■ **Document segment**:

★ ★ ★ ★

Company news in brief
Shoprite shares dive after profit warning
South African retailer Shoprite looked set for its biggest fall in almost 20 years on Wednesday after it warned of a steep drop in half-year headline earnings citing foreign exchange setbacks and other factors.
Shoprite in a trading statement released after the market close on Tuesday said it expects headline earnings per share (HEPS) including an adjustment for hyperinflation to fall by as much as 26% to 388.6-441.1 cents for the 26 weeks which ended on Dec. 30.
"The low turnover growth resulting from low food inflation, temporary stock availability challenges and currency devaluations combined with lower non-RSA (non-South Africa) gross margins and inflexible expense growth have adversely affected profitability," Shoprite said in its trading statement.
Last Tuesday, Shoprite, which owns more than 2 800 outlets across Africa, reported flat half-year sales, held back by a strike at its largest distribution centre in South Africa and sharp currency devaluations elsewhere.
In South Africa the retailer has seen cost increases in rent, electricity, security, transport and depreciation, it said. – Nampa/Reuters
Diageo's HY sales rise on India, China demand
Diageo Plc, the world's largest spirits company, reported higher half-year sales yesterday, helped by strength in India and China.
The British maker of Johnnie Walker Scotch and Smirnoff vodka reported net sales of 6.91 billion pounds (US$9.07 billion), up 7% on an organic basis, for the six months ended Dec. 31.
It reported earnings of 77 pence per share, excluding one-time items.
Analysts on average were expecting organic net sales growth of 5.5% and earnings of 71.4 pence per share for the period, according to a company-supplied consensus.
Diageo also said it would buy back 660 million pounds worth of shares, bringing the total buyback programme to up to 3 billion pounds for the year ending June 30. – Nampa/Reuters
Facebook profit beats Wall St
Facebook Inc on Wednesday easily beat Wall Street's profit estimates, soothing investor concerns that increased spending on the privacy of its users would blunt growth.
The world's largest online social media network has pledged to invest heavily in the privacy and security of its users after scandals over improperly shared data and propaganda hurt its image and made it the target of political scrutiny across the globe.
Net income rose to US$6.88 billion, or US$2.38 per share, in the fourth quarter, up from US$4.27 billion, or US$1.44 per share, a year earlier. Analysts on average had expected earnings of US$2.19 per share, according to IBES data from Refinitiv.
Total fourth-quarter revenue rose 30% to US$16.9 billion from US$12.97 billion, compared to analysts' average estimate of US$16.4 billion.

★ ★ ★ ★

■ **Data entries**:
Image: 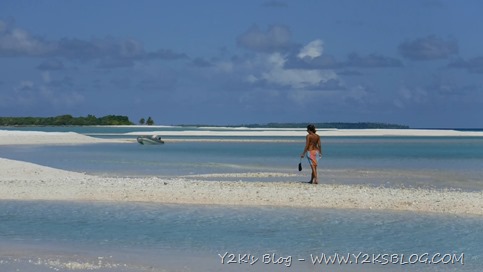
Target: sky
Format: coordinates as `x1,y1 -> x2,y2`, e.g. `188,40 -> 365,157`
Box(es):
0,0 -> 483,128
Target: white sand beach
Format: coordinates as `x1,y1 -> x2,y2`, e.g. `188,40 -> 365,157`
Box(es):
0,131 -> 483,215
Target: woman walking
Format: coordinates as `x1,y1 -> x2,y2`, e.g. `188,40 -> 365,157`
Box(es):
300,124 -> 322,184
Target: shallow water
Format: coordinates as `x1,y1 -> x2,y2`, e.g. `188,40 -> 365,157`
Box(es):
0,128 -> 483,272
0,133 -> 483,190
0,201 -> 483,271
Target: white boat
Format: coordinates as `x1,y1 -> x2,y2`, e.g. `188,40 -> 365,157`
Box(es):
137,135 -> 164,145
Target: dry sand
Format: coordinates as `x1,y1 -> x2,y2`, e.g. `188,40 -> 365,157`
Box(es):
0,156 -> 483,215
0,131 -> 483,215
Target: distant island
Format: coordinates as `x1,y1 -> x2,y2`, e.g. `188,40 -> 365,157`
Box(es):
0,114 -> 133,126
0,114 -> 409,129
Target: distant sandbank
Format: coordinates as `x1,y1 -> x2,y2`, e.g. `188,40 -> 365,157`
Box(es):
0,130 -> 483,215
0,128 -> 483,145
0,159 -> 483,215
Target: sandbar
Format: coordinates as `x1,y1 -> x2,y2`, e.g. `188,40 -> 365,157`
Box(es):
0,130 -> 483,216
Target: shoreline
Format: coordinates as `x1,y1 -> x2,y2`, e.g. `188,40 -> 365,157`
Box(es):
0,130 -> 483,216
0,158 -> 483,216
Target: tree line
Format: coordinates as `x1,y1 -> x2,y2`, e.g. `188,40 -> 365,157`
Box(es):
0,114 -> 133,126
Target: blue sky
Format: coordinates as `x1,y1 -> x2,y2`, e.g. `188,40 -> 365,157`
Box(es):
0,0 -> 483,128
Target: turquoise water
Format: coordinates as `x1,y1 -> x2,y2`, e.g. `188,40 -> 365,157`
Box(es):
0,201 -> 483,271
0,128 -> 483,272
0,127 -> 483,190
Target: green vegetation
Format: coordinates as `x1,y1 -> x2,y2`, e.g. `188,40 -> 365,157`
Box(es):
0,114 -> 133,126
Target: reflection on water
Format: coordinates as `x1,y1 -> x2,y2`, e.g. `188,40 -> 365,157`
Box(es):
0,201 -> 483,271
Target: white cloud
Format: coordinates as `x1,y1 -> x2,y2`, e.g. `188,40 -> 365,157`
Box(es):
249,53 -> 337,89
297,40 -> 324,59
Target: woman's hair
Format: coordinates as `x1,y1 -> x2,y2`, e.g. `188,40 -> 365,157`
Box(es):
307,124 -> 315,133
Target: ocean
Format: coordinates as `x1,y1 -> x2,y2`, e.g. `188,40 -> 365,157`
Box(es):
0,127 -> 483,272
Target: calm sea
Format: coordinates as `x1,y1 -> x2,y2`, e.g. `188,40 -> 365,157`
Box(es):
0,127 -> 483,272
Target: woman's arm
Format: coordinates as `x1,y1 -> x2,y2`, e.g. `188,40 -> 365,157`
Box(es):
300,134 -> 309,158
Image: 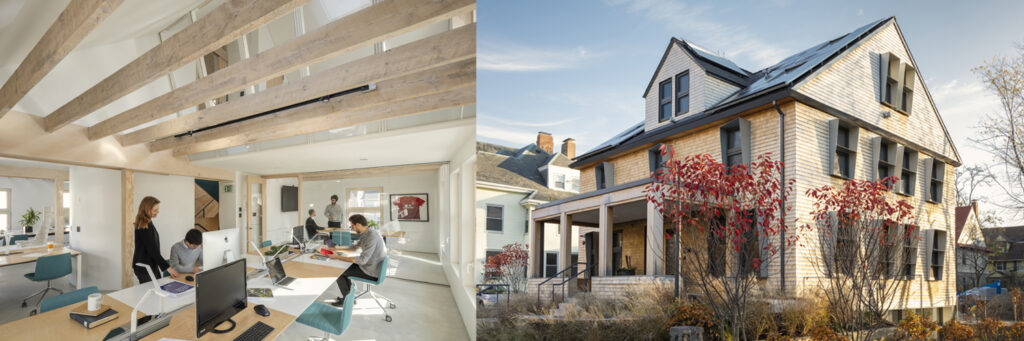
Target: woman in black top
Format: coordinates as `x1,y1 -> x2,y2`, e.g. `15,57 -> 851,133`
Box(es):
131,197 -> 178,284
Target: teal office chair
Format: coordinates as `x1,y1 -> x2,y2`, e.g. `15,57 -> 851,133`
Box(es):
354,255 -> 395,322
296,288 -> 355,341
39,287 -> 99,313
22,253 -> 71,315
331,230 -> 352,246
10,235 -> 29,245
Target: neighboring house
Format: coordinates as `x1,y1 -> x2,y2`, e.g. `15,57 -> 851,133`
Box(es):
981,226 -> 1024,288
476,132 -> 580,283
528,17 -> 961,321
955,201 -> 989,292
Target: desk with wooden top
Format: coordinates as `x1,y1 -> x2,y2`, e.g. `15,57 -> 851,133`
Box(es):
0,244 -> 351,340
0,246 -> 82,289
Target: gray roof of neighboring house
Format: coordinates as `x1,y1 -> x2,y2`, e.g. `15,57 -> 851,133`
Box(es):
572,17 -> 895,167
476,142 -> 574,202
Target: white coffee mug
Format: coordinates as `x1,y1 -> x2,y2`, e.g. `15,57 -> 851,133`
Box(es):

★ ★ ★ ★

■ **Exercise instructions**:
- 1) Revise the part of the company news briefs that opens with the words containing "Last Tuesday, Shoprite, which" and closes with "India and China.", swapping "distribution centre" for "warehouse".
- 2) Write what comes next in the company news briefs, picking up right after the last sentence.
The entries have nothing to do with the company news briefs.

■ **Per-task answers**:
- 1)
Last Tuesday, Shoprite, which owns more than 2 800 outlets across Africa, reported flat half-year sales, held back by a strike at its largest warehouse in South Africa and sharp currency devaluations elsewhere.
In South Africa the retailer has seen cost increases in rent, electricity, security, transport and depreciation, it said. – Nampa/Reuters
Diageo's HY sales rise on India, China demand
Diageo Plc, the world's largest spirits company, reported higher half-year sales yesterday, helped by strength in India and China.

- 2)
Facebook said on a conference call after reporting earnings that its total revenue growth rate this quarter would decelerate to mid-single digits, excluding currency fluctuations, compared to the fourth quarter, and would continue to slow down throughout the year. It said it continued to expect 2019 total expenses to grow about 40% to 50% compared with 2018. – Nampa/Reuters
Alibaba revenue grows at weakest pace in 3 years
E-commerce giant Alibaba Group Holding Ltd's quarterly revenue grew at its weakest pace in three years, as the impact of a slowing China and a crippling Sino-US trade war kept buyers away during its top-sale season.
Alibaba, the second most valuable public company in Asia after Tencent, posted third-quarter revenue of 117.28 billion yuan (US$17.47 billion), compared to 83 billion yuan a year earlier.
Alibaba typically posts its highest revenue in the December quarter due to its mega "Singles' Day" in November - the world's biggest online sales event that outstrips the sales of US shopping holidays Black Friday and Cyber Monday combined.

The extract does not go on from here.